# Passage extrait
Craignant de possibles transferts de données de santé personnelles vers les États-Unis, le collectif SantéNathon – qui regroupe des associations, des syndicats et des personnalités, notamment le Conseil national du logiciel libre, le Syndicat National des Journalistes, le Syndicat de la médecine générale et le professeur Didier Sicard de l’université Paris Descartes – a demandé au juge des référés du Conseil d’État de suspendre en urgence la plateforme Health Data Hub. Le collectif estime qu’après l’annulation par la Cour de justice européenne en juillet dernier de l’accord « Privacy Shield » encadrant les transferts de données entre l’Union européenne et les Etats-Unis, la plateforme n’a plus de base légale.

Le juge des référés ne relève pas d’illégalité grave et manifeste qui justifierait la suspension immédiate. Il rappelle que la Plateforme des données de santé et Microsoft se sont engagés, par contrat, « à refuser tout transfert de données de santé en dehors de l’Union européenne » et que par ailleurs « un arrêté ministériel pris le 9 octobre 2020 interdit tout transfert de données à caractère personnel dans le cadre de ce contrat ». Il rappelle aussi que le Health Data Hub est hébergé aux Pays-Bas et le sera prochainement en France. Il estime enfin qu’il « existe un intérêt public important à permettre la poursuite de l’utilisation des données de santé pour les besoins de l’épidémie de covid-19 grâce aux moyens techniques dont dispose la plateforme ».

# Tâche demandée A
D'après le passage sur le Health Data Hub, dans quel pays la plateforme est-elle actuellement hébergée ?
# Tâche demandée B
Prolongez le passage sur le Health Data Hub à la suite de sa dernière phrase.
Les lignes n'interviennent en rien ici.

[Entrées enregistrées]
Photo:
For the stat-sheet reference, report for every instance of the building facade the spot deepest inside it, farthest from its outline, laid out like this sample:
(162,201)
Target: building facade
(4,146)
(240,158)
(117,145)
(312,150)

# Réponse produite A
Aux Pays-Bas.

# Réponse produite B
Le juge reconnaît toutefois qu’il ne peut être « totalement exclu que les autorités américaines, dans le cadre de programmes de surveillance et de renseignement, demandent à Microsoft et à sa filiale irlandaise l’accès à certaines données ». C’est pourquoi demande au Health Data Hub de continuer, sous le contrôle de la Cnil, à travailler avec Microsoft pour renforcer la protection des droits des personnes concernées sur leurs données personnelles. Ces précautions devront être prises « dans l’attente d’une solution qui permettra d’éliminer tout risque d’accès aux données personnelles par les autorités américaines, comme annoncé par le secrétaire d’Etat au numérique le jour même de l’audience au Conseil d’État ». Cédric O a en effet indiqué ce jour-là qu’il souhaitait rapatrier les données du hub sur des plateformes françaises ou européennes. Il avait indiqué qu’il travaillait sur ce transfert avec le ministre de la Santé, Olivier Véran, ajoutant que des discussions étaient prévues avec l’Allemagne.

La Cnil, qui s’oppose elle aussi à la gestion par Microsoft des données du Health Data Hub et partage la position du secrétaire d’Etat, a pris acte de la décision du Conseil d’Etat. Elle indique dans un communiqué qu’elle « conseillera les autorités publiques sur les mesures appropriées et veillera, pour l’autorisation des projets de recherche liées à la crise sanitaire, à ce que le recours à la plateforme soit réellement nécessaire ».